In the FTSE 100 market report, copy the passage starting with "(Reuters) – UK’s" and going on through "the earnings season.", but switch "Wednesday" to "Thursday".

■ SELECTED TEXT ■
+ + +

By Shivani Kumaresan

(Reuters) – UK’s FTSE 100 rose on Wednesday as miners gained after a strong production forecast from BHP Group, while encouraging updates from luxury brand Burberry and education group Pearson drove optimism about the earnings season.

BHP Group Ltd climbed 2.8% after it forecast record iron ore production for fiscal 2021, helped by high prices for the commodity. Other miners Rio Tinto, Anglo American and Glencore rose more than 2%.

Global markets rallied in anticipation of more fiscal spending as Joe Biden prepared to take charge as the 46th U.S. president.

“There is a view in the markets that more spending is in the pipeline, after all, Mr Biden will want to start his presidency on a positive note,” said David Madden, market analyst at CMC Markets UK.

The FTSE 100 index rose 0.4% and the domestically focussed FTSE 250 index added 1.4%.

The FTSE 100 has recorded consistent monthly gains since November after the sealing of a Brexit trade deal and hopes of a vaccine-led economic recovery, but has recently lost steam as tighter business restrictions sparked fears of a slow rebound.

+ + +

■ DATA SUPPLIED ■
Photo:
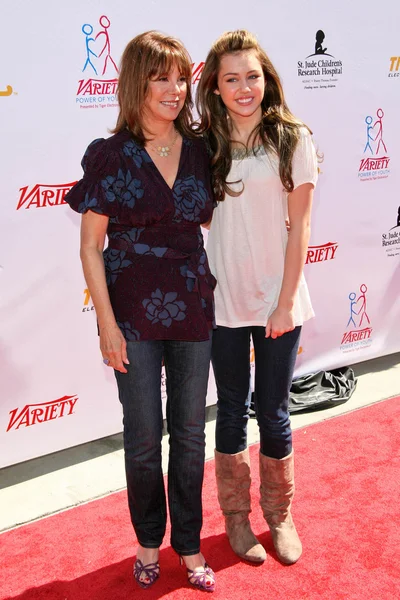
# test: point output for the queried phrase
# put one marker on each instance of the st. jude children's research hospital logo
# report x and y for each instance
(319, 70)
(391, 239)
(358, 329)
(375, 162)
(98, 88)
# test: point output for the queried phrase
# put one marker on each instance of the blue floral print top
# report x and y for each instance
(157, 271)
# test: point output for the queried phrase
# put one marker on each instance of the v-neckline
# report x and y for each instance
(171, 189)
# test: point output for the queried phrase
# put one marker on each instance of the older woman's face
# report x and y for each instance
(166, 96)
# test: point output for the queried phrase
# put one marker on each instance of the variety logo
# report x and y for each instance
(394, 70)
(197, 70)
(87, 303)
(41, 195)
(391, 239)
(319, 70)
(375, 163)
(8, 91)
(358, 330)
(32, 414)
(321, 253)
(99, 90)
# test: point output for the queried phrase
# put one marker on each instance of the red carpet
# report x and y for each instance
(347, 511)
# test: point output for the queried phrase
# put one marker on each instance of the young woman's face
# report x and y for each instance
(241, 83)
(165, 97)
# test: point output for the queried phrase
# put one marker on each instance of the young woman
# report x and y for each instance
(148, 189)
(264, 168)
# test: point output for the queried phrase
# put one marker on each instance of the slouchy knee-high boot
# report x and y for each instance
(276, 495)
(233, 482)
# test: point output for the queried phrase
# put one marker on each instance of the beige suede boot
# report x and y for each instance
(276, 491)
(233, 482)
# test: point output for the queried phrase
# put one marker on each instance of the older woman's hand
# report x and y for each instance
(113, 347)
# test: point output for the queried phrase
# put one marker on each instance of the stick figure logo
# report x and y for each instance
(374, 133)
(358, 309)
(319, 49)
(103, 60)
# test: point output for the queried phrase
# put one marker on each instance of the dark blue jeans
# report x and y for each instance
(274, 366)
(187, 369)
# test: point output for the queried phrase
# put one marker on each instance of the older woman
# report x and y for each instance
(147, 188)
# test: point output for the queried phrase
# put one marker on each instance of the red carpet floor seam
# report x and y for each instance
(346, 509)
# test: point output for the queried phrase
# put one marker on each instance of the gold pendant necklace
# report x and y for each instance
(165, 150)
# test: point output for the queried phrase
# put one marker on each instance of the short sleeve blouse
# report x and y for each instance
(157, 272)
(247, 240)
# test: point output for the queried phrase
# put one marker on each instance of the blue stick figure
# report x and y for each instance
(368, 121)
(352, 298)
(88, 30)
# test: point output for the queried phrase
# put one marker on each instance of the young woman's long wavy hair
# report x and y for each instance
(278, 130)
(149, 55)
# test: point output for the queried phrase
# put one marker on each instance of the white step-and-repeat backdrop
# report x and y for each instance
(340, 65)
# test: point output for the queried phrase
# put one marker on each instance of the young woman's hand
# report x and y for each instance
(113, 347)
(280, 321)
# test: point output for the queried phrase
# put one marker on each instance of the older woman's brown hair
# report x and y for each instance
(147, 56)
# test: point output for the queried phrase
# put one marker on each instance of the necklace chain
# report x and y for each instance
(165, 150)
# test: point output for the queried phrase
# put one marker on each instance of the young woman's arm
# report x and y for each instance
(299, 209)
(112, 342)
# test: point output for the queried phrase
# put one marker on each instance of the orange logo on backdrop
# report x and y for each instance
(87, 304)
(394, 66)
(32, 414)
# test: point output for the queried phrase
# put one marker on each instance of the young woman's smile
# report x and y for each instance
(241, 83)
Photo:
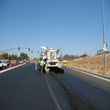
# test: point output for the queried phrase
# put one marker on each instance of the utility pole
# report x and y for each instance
(104, 43)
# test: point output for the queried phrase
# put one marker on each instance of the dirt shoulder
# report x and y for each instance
(93, 64)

+ + +

■ TASK OUTPUT ■
(Reuters) – UK’s FTSE 100 rose on Thursday as miners gained after a strong production forecast from BHP Group, while encouraging updates from luxury brand Burberry and education group Pearson drove optimism about the earnings season.